本文 =>
ハイタッチ


「ハッピーバースデイ・トゥ・ユー」、妻と娘と私の三人で歌った。声にはならなかったが、義母は口を動かし、これに和した。バースデイ・ケーキを用意し、ろうそくを立てた。息を吹きかける力のない母に代わって、妻が火を吹き消した。そして、義母が大好きだったショートケーキを三人で食べた。残念ながら義母は、食べられない。ベッドの上で迎えた義母の九十六回目の誕生日であった。実際には、二週間ほど早かったが、もう先は長くないと思い、前に倒した。次の誕生日は来ないと解かっていたが、心は平静だった。それから、一週間ほど後に、義母は穏やかな最期を迎えた。平成最後の年の三月三日の朝であった。
妻にとって、長い介護生活であったが、妻にはやり切った感が残っている。妻は、義母にハイタッチしたいぐらいだ、と言った。九十六年の天寿を全うした母と精一杯の介護を続けた妻とが、お互いの健闘を称えるハイタッチである。

これより半年ほど前、義母の癌が進行し、終末について考えざるを得なくなった。どこで、死を迎えるか、悩んだ。本人は自宅を離れたくないだろうが、急変した時の対応には不安があった。また、自宅で死と直面することに躊躇があった。

保存済みデータ項目 =>
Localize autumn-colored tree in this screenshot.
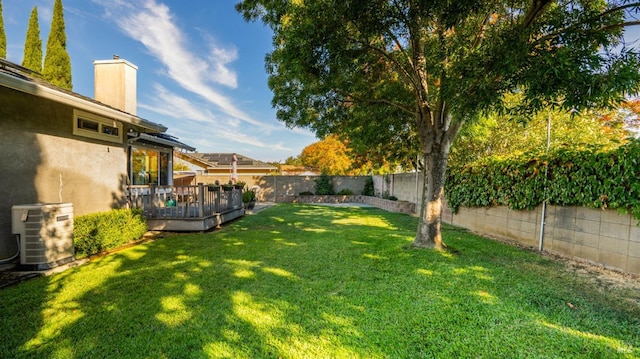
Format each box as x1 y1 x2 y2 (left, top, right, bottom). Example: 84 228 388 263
449 96 630 165
0 1 7 59
42 0 73 90
22 6 42 72
236 0 640 249
300 135 352 176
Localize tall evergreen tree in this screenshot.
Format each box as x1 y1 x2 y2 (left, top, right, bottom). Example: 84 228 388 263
22 6 42 72
42 0 73 90
0 0 7 59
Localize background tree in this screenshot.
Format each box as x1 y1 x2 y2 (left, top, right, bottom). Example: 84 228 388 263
0 1 7 59
449 96 631 165
42 0 73 90
300 135 352 176
237 0 640 249
22 6 42 72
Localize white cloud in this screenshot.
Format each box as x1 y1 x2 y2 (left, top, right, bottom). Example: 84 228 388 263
138 84 218 124
93 0 272 130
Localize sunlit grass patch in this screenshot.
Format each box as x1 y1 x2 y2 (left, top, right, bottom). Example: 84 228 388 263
0 205 640 358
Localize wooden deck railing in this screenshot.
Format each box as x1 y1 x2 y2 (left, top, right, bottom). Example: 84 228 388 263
128 184 242 219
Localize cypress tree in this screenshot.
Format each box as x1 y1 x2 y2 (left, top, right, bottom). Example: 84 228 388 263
22 6 42 72
42 0 73 90
0 0 7 59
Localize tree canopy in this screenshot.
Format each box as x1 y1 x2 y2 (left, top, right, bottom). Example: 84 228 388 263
300 135 353 176
237 0 640 248
22 6 42 72
42 0 73 90
449 96 637 165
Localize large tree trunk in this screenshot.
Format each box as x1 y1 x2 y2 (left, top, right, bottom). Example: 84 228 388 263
413 146 448 249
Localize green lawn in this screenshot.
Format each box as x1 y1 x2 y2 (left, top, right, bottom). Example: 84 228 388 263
0 205 640 358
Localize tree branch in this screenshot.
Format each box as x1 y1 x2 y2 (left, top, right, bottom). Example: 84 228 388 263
522 0 552 29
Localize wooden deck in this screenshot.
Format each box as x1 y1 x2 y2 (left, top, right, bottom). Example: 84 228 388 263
128 184 244 231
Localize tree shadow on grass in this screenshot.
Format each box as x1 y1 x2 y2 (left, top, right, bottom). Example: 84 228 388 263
0 205 640 358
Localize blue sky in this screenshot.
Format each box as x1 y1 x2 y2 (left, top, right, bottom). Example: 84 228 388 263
1 0 317 161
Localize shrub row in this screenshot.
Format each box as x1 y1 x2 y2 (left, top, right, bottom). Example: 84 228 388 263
73 209 147 258
445 141 640 220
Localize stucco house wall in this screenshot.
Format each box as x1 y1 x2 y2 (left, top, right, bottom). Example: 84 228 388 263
0 59 195 259
0 87 127 256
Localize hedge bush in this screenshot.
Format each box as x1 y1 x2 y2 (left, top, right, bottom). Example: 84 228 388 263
445 140 640 220
73 209 147 258
313 173 336 196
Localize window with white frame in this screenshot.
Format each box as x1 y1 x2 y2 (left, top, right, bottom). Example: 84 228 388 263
73 110 122 143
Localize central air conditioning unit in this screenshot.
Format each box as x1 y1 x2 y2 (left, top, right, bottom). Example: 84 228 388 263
11 203 74 270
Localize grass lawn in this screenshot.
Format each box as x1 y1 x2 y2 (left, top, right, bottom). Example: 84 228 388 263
0 205 640 358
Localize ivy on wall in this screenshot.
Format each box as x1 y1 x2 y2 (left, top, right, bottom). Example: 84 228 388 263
445 140 640 220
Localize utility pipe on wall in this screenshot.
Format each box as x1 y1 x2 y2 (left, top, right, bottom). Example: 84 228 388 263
538 115 551 252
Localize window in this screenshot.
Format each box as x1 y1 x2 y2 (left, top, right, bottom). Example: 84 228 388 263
73 110 122 143
130 147 171 185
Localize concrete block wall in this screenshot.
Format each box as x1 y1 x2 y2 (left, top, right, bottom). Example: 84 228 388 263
230 173 640 275
443 206 640 275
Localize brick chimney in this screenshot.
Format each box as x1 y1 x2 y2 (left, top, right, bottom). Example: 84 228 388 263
93 55 138 115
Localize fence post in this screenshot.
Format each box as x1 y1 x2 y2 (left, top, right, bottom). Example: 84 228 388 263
197 183 204 217
149 183 156 218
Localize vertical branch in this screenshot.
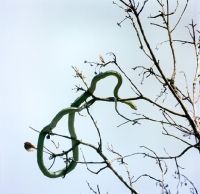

課題の内容 =>
**1)** 「ハイタッチ」の文章によると、義母が最期を迎えたのはいつか答えよ。
**2)** 「ハイタッチ」の文章のうち、「妻にとって、長い介護生活であったが」で始まる段落を、要点を保ったまま短く書き直せ。
**3)** 「ハイタッチ」の文章から、「妻にとって、長い介護生活であ」から「直面することに躊躇があった。」に至るまでの部分を、一字も変えずにそのまま返せ。

解答 =>
**1)** 平成最後の年の三月三日の朝である。

**2)** 妻は長い介護生活をやり切ったと感じており、九十六年の天寿を全うした義母と互いの健闘を称えてハイタッチしたいぐらいだと言った。

**3)**
妻にとって、長い介護生活であったが、妻にはやり切った感が残っている。妻は、義母にハイタッチしたいぐらいだ、と言った。九十六年の天寿を全うした母と精一杯の介護を続けた妻とが、お互いの健闘を称えるハイタッチである。

これより半年ほど前、義母の癌が進行し、終末について考えざるを得なくなった。どこで、死を迎えるか、悩んだ。本人は自宅を離れたくないだろうが、急変した時の対応には不安があった。また、自宅で死と直面することに躊躇があった。